**ZU BEARBEITENDE AUFGABEN:**
(a) Beantworte anhand des Textes zur schwimmenden Photovoltaik diese Fragen:
(i) Auf welchen Gewässern wird die Technik in der Regel eingesetzt?
(ii) Welche installierte Leistung wurde 2020 erreicht?
(iii) Welcher Anteil der Verdunstung der bedeckten Oberfläche wird in trockenen Klimazonen eingespart?
(b) Führe den Text über schwimmende Photovoltaik nach seinem letzten Satz im gleichen Stil weiter.

====== TEXT ======

Schwimmende Photovoltaik
Schwimmende Photovoltaik (englisch „floating photovoltaics“, „floatovoltaics“) bezeichnet den Betrieb von Photovoltaikanlagen auf Wasserflächen, wobei die Solarmodule auf einer schwimmenden Unterkonstruktion oder auf Schwimmkörpern montiert werden. Die Technik wird in der Regel auf stehenden Gewässern wie (Stau-)seen eingesetzt, Prototypen existieren aber auch bereits für den Einsatz auf der Meeresoberfläche.
Vorteile und Marktakzeptanz schwimmender Photovoltaikanlagen
Der Markt für diese erneuerbare Energietechnologie ist seit 2016 rasant gewachsen. Die ersten 20 Anlagen mit einer Leistung von einigen Dutzend kWp wurden zwischen 2007 und 2013 gebaut. Die installierte Leistung erreichte 2020 immerhin drei GW, für 2025 werden zehn GW prognostiziert.
Für diese Entwicklung gibt es mehrere Gründe:
- Keine Landnutzung: Der Hauptvorteil schwimmender PV-Anlagen besteht darin, dass sie außer den begrenzten Flächen, die für Schaltschrank- und Netzanschlüsse erforderlich sind, keine Landfläche einnehmen. Ihr Preis ist vergleichbar mit landgestützten Anlagen, aber sie bieten eine gute Möglichkeit, den Flächenverbrauch zu vermeiden.
- Installation, Betrieb und Außerbetriebnahme: Schwimmende PV-Anlagen sind kompakter als landgestützte Anlagen und sie können dem Sonnenstand leicht nachgeführt werden.
- Sie brauchen keine festen Strukturen, wie Fundamente, sodass ihre Installation vollständig reversibel sein kann.
- Wassereinsparung und Wasserqualität: Die teilweise Abdeckung von Wasserflächen kann die Wasserverdunstung reduzieren. Dieser Effekt hängt von den Klimabedingungen und vom Anteil der bedeckten Fläche ab. In trockenen Klimazonen wie in Teilen Indiens oder Afrikas ist dies ein wichtiger Vorteil, da etwa 30 % der Verdunstung der bedeckten Oberfläche eingespart werden, und ist ein sehr nützliches Merkmal, wenn die Wasserflächen für Bewässerungszwecke verwendet werden. Der Albedo-Wert des Wassers liegt ähnlich hoch wie der der PV-Anlage. Dies bedeutet, dass es zu keiner zusätzlichen Erwärmung kommt.

====== DATENAUSZÜGE ======

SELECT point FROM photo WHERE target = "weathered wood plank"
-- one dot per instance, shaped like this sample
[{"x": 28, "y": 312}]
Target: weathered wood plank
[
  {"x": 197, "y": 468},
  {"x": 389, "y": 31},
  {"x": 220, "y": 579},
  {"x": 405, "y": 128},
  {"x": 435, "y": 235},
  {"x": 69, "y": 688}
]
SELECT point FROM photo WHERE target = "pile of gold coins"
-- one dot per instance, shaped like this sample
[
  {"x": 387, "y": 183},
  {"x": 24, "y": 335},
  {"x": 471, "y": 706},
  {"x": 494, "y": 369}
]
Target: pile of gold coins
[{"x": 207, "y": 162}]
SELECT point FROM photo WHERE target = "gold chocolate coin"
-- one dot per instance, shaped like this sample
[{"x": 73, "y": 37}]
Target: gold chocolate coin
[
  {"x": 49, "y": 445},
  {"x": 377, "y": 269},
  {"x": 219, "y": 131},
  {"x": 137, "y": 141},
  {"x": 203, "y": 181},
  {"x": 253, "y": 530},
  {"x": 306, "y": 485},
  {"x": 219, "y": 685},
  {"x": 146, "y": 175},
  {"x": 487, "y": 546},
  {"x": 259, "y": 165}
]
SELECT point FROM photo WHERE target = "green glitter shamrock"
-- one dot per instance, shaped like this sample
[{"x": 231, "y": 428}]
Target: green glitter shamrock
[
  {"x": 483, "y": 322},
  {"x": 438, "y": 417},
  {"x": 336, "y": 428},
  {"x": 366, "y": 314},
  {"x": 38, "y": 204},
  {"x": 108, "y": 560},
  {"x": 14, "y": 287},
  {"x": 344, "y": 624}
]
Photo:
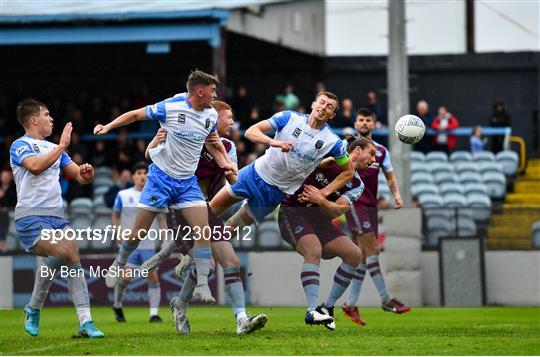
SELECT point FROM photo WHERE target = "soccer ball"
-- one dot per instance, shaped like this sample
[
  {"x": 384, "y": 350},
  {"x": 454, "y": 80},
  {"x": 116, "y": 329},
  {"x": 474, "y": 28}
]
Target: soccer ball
[{"x": 410, "y": 129}]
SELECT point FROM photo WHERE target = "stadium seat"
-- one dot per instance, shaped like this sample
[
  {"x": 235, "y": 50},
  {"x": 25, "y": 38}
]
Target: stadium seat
[
  {"x": 437, "y": 167},
  {"x": 479, "y": 188},
  {"x": 419, "y": 167},
  {"x": 480, "y": 205},
  {"x": 463, "y": 226},
  {"x": 484, "y": 156},
  {"x": 103, "y": 181},
  {"x": 491, "y": 167},
  {"x": 448, "y": 188},
  {"x": 495, "y": 183},
  {"x": 467, "y": 178},
  {"x": 509, "y": 160},
  {"x": 536, "y": 234},
  {"x": 418, "y": 156},
  {"x": 423, "y": 188},
  {"x": 461, "y": 167},
  {"x": 421, "y": 177},
  {"x": 461, "y": 156},
  {"x": 446, "y": 177},
  {"x": 436, "y": 156}
]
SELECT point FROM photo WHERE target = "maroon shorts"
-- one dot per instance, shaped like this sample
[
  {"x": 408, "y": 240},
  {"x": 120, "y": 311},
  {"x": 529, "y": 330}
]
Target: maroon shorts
[
  {"x": 363, "y": 219},
  {"x": 184, "y": 234},
  {"x": 296, "y": 222}
]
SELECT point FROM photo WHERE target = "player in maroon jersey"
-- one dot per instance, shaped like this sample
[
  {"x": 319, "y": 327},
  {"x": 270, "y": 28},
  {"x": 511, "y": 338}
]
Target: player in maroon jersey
[
  {"x": 363, "y": 223},
  {"x": 305, "y": 222},
  {"x": 211, "y": 178}
]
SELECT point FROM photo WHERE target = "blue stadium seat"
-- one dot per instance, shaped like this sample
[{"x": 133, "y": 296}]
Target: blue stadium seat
[
  {"x": 446, "y": 177},
  {"x": 536, "y": 234},
  {"x": 509, "y": 160},
  {"x": 480, "y": 205},
  {"x": 423, "y": 188},
  {"x": 491, "y": 167},
  {"x": 437, "y": 167},
  {"x": 462, "y": 167},
  {"x": 436, "y": 156},
  {"x": 496, "y": 184},
  {"x": 421, "y": 177},
  {"x": 450, "y": 187},
  {"x": 418, "y": 156},
  {"x": 479, "y": 188},
  {"x": 484, "y": 156},
  {"x": 461, "y": 156},
  {"x": 467, "y": 178}
]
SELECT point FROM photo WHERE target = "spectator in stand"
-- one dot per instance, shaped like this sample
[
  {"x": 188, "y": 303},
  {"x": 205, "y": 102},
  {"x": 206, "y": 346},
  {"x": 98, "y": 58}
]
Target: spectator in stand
[
  {"x": 477, "y": 143},
  {"x": 373, "y": 105},
  {"x": 444, "y": 121},
  {"x": 242, "y": 104},
  {"x": 345, "y": 117},
  {"x": 422, "y": 111},
  {"x": 289, "y": 99},
  {"x": 499, "y": 118}
]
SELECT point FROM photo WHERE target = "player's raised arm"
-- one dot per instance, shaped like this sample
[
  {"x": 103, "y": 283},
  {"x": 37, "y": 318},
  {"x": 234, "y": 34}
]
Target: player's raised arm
[
  {"x": 39, "y": 164},
  {"x": 256, "y": 133},
  {"x": 122, "y": 120}
]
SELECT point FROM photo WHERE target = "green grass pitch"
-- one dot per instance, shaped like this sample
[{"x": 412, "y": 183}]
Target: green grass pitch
[{"x": 423, "y": 331}]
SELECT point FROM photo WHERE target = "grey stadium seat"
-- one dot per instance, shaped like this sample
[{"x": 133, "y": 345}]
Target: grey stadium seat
[
  {"x": 467, "y": 178},
  {"x": 421, "y": 177},
  {"x": 484, "y": 156},
  {"x": 495, "y": 183},
  {"x": 436, "y": 156},
  {"x": 509, "y": 160},
  {"x": 461, "y": 156}
]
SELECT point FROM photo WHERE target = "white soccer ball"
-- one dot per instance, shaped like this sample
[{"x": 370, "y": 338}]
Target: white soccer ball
[{"x": 410, "y": 129}]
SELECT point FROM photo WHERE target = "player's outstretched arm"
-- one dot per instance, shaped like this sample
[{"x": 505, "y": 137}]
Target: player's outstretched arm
[
  {"x": 256, "y": 134},
  {"x": 391, "y": 180},
  {"x": 346, "y": 175},
  {"x": 39, "y": 164},
  {"x": 122, "y": 120},
  {"x": 84, "y": 174},
  {"x": 333, "y": 209},
  {"x": 160, "y": 137}
]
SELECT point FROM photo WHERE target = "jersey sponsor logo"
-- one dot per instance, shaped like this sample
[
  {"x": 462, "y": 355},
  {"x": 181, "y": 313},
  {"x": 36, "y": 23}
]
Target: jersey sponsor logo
[
  {"x": 20, "y": 150},
  {"x": 181, "y": 118}
]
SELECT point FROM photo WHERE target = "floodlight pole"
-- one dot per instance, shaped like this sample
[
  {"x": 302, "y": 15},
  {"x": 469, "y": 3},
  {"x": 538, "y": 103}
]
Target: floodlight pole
[{"x": 398, "y": 94}]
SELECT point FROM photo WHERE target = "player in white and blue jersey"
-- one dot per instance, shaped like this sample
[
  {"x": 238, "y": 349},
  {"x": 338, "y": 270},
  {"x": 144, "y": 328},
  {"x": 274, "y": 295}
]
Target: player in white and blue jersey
[
  {"x": 124, "y": 210},
  {"x": 300, "y": 143},
  {"x": 190, "y": 122},
  {"x": 36, "y": 165}
]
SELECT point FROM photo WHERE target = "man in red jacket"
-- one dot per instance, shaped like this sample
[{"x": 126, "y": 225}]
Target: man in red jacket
[{"x": 444, "y": 121}]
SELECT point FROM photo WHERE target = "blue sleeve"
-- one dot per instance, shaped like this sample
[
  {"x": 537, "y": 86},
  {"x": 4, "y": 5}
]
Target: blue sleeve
[
  {"x": 279, "y": 120},
  {"x": 19, "y": 151},
  {"x": 339, "y": 150},
  {"x": 65, "y": 160},
  {"x": 354, "y": 194},
  {"x": 117, "y": 207},
  {"x": 156, "y": 112}
]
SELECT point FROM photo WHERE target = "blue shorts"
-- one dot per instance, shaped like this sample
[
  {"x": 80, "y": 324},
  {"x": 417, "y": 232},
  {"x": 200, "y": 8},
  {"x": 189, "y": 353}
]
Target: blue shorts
[
  {"x": 162, "y": 191},
  {"x": 29, "y": 228},
  {"x": 262, "y": 198},
  {"x": 139, "y": 256}
]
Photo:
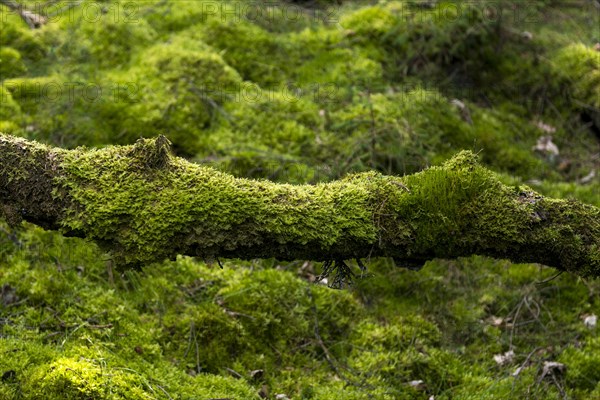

======

**ERGEBNISSE JE AUFGABE:**
(a)
(i) Auf stehenden Gewässern wie (Stau-)seen.
(ii) Drei GW.
(iii) Etwa 30 %.

(b)
- Die Kühlung der schwimmenden Struktur ist einfach. Die natürliche Kühlung entsteht durch die Verdunstungskälte des Wassers. Dadurch steigt der Wirkungsgrad der PV-Module.
- Besonders interessant sind solche Anlagen auf Stauseen mit einem Wasserkraftwerk, weil dort die Strominfrastruktur schon vorhanden ist. Hier kann die Wasserkraft auch als Nacht- oder Saisonspeicher der PV-Anlage dienen.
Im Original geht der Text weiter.